What you are asked to do: Beginning at the first line of the data, print each line exactly, stopping after the line that contains "positive clicks: (781, 755)".

Source data:
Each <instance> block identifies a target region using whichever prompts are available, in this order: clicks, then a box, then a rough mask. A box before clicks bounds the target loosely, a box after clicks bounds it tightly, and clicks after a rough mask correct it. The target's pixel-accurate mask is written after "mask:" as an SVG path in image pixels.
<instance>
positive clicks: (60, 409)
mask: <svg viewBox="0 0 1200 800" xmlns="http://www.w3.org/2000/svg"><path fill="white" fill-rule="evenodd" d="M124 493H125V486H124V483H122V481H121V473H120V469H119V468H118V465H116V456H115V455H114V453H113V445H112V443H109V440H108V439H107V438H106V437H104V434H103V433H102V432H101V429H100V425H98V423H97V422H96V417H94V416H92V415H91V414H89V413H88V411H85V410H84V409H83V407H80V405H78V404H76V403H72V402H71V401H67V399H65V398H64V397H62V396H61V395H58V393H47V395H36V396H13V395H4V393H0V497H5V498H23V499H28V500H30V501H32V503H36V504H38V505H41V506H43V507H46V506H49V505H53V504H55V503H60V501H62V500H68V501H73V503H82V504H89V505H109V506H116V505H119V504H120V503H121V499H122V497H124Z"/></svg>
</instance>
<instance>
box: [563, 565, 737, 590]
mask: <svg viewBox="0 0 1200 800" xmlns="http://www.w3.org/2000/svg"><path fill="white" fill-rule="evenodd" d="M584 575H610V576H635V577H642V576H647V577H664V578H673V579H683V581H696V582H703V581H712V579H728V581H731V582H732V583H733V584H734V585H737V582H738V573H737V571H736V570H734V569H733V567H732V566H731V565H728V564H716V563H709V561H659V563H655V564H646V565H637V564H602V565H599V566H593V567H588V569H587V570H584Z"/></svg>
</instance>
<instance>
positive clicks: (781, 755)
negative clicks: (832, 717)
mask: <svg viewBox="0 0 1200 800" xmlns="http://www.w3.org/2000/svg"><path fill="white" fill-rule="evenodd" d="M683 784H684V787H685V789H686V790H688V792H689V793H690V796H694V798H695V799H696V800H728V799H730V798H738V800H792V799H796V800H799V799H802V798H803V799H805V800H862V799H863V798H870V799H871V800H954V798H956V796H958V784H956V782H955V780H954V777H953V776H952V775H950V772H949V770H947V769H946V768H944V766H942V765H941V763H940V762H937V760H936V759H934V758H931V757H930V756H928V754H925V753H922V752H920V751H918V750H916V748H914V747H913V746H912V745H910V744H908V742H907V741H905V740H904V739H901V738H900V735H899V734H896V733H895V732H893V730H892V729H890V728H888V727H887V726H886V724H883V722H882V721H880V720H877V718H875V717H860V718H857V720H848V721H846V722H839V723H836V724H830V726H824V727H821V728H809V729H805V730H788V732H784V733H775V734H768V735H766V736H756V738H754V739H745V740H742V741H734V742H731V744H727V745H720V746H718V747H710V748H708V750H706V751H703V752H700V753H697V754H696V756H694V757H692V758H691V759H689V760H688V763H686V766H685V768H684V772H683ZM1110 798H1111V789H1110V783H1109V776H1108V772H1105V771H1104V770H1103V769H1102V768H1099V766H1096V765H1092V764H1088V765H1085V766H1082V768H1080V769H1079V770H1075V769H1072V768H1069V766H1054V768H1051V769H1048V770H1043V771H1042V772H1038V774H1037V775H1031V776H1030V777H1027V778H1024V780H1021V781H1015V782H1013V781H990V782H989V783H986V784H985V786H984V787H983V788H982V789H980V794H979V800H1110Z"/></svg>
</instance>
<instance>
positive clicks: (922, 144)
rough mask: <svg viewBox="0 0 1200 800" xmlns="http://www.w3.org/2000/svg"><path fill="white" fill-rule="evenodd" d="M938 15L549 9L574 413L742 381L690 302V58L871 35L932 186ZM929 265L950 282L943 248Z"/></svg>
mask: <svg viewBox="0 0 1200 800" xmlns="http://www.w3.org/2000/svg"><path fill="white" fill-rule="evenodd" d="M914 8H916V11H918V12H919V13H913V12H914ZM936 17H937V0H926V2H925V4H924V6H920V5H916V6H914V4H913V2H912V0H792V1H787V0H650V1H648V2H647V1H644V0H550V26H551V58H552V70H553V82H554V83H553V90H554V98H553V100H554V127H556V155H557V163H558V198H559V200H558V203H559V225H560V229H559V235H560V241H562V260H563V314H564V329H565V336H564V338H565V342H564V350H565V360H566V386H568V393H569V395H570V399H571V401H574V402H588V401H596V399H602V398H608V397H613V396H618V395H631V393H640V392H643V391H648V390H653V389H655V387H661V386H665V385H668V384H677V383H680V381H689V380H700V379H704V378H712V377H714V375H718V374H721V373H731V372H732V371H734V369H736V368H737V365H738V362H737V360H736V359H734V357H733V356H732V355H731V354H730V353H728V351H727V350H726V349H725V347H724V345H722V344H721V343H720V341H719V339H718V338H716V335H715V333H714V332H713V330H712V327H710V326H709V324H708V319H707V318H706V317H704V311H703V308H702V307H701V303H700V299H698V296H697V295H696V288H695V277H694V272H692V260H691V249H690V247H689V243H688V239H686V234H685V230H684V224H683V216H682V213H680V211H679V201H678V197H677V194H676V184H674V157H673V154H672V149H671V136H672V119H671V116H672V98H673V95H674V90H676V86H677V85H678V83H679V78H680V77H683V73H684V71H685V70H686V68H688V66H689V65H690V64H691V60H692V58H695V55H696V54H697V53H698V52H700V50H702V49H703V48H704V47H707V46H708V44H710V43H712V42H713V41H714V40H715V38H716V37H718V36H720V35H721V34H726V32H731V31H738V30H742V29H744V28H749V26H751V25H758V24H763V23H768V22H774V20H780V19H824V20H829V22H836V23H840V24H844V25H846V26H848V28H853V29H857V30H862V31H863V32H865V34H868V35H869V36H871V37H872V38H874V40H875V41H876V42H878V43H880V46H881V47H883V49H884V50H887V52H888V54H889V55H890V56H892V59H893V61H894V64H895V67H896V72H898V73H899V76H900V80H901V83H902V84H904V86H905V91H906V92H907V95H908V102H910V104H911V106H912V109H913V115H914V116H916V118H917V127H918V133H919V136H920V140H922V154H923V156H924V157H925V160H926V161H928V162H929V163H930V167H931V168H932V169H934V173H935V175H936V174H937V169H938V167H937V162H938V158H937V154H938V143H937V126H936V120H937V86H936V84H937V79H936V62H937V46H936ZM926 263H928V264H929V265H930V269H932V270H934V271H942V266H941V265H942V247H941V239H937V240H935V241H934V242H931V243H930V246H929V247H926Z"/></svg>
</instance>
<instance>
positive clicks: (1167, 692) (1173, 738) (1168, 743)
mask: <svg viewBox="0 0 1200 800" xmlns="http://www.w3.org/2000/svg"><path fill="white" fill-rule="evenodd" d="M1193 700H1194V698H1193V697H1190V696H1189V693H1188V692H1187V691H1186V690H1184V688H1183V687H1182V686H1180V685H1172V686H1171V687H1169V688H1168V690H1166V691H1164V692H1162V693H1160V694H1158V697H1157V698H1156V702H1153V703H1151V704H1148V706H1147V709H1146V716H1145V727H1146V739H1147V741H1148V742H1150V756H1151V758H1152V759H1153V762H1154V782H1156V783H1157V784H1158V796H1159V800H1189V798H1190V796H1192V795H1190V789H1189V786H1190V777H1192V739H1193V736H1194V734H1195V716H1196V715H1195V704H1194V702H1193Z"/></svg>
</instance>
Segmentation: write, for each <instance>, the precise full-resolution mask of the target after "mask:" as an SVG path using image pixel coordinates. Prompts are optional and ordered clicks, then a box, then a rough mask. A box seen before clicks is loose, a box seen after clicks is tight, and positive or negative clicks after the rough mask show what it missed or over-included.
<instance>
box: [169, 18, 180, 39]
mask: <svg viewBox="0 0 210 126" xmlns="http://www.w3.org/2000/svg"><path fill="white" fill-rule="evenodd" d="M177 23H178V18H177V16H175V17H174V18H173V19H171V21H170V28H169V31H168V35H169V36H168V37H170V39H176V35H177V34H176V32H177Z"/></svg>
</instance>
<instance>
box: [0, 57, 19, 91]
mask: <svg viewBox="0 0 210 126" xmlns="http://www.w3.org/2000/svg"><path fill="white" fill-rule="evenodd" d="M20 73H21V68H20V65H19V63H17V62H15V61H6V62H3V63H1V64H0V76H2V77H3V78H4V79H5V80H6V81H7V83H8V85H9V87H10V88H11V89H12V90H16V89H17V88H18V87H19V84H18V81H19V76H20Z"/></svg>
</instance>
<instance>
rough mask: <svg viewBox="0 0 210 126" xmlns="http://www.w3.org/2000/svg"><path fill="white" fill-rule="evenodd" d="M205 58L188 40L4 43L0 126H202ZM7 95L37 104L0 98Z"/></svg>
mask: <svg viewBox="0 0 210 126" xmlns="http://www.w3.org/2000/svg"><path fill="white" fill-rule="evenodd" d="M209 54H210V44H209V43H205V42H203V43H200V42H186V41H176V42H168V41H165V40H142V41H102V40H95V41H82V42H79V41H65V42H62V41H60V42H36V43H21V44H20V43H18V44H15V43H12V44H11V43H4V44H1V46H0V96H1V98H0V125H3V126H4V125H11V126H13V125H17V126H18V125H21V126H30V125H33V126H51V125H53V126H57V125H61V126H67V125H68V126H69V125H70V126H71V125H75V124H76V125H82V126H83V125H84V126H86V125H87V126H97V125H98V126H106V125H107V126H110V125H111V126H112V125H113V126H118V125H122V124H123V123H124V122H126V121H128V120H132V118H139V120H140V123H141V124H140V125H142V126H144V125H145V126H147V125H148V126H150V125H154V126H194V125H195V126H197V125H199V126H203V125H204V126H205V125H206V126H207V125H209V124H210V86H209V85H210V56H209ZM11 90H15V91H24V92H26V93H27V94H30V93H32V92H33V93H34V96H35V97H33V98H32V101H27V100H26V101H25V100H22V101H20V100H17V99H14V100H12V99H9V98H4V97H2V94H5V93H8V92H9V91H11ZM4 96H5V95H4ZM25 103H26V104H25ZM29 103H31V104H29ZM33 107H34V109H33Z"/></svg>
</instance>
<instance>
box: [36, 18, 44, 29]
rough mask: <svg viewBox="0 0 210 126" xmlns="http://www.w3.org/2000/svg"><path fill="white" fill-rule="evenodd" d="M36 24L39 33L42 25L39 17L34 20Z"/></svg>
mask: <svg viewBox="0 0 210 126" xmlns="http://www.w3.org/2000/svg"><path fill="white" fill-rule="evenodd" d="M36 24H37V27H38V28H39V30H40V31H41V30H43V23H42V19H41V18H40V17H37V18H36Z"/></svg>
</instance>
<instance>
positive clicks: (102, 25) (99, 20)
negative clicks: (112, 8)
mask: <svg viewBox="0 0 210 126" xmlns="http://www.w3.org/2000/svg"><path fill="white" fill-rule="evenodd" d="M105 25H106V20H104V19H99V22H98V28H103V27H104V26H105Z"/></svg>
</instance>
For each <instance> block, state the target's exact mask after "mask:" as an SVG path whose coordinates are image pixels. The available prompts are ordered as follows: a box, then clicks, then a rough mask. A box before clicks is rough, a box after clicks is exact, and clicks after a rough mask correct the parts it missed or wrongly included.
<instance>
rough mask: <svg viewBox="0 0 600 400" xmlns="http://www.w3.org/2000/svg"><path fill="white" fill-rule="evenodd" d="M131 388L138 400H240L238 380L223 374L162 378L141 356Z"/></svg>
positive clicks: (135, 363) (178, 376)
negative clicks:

Task answer:
Each <instance> block identifies a target region using whichever prompts are available, in this order: clicks, then a box, then a rough mask. A box before clicks bounds the target loosely, a box after clicks bounds it tightly, and clicks after a rough mask correct it. The target's pixel-accurate mask is written after "mask:" as an SVG path in image pixels.
<instance>
positive clicks: (60, 409)
mask: <svg viewBox="0 0 1200 800" xmlns="http://www.w3.org/2000/svg"><path fill="white" fill-rule="evenodd" d="M124 493H125V486H124V483H122V481H121V473H120V469H119V468H118V465H116V456H115V455H114V453H113V445H112V443H109V440H108V439H107V438H106V437H104V434H103V433H102V432H101V429H100V425H98V423H97V422H96V417H94V416H92V415H91V414H89V413H88V411H85V410H84V409H83V407H80V405H78V404H76V403H72V402H71V401H67V399H65V398H64V397H62V396H61V395H58V393H47V395H36V396H13V395H4V393H0V497H5V498H23V499H28V500H30V501H32V503H36V504H38V505H41V506H43V507H46V506H49V505H53V504H55V503H60V501H62V500H68V501H73V503H82V504H89V505H109V506H116V505H119V504H120V503H121V499H122V497H124Z"/></svg>
</instance>
<instance>
box: [563, 565, 737, 590]
mask: <svg viewBox="0 0 1200 800" xmlns="http://www.w3.org/2000/svg"><path fill="white" fill-rule="evenodd" d="M584 575H610V576H635V577H642V576H647V577H664V578H673V579H683V581H696V582H703V581H712V579H728V581H731V582H732V583H733V584H734V585H737V582H738V573H737V571H736V570H734V569H733V567H732V566H731V565H728V564H716V563H709V561H659V563H655V564H646V565H637V564H602V565H599V566H593V567H588V569H587V570H584Z"/></svg>
</instance>
<instance>
positive clicks: (781, 755)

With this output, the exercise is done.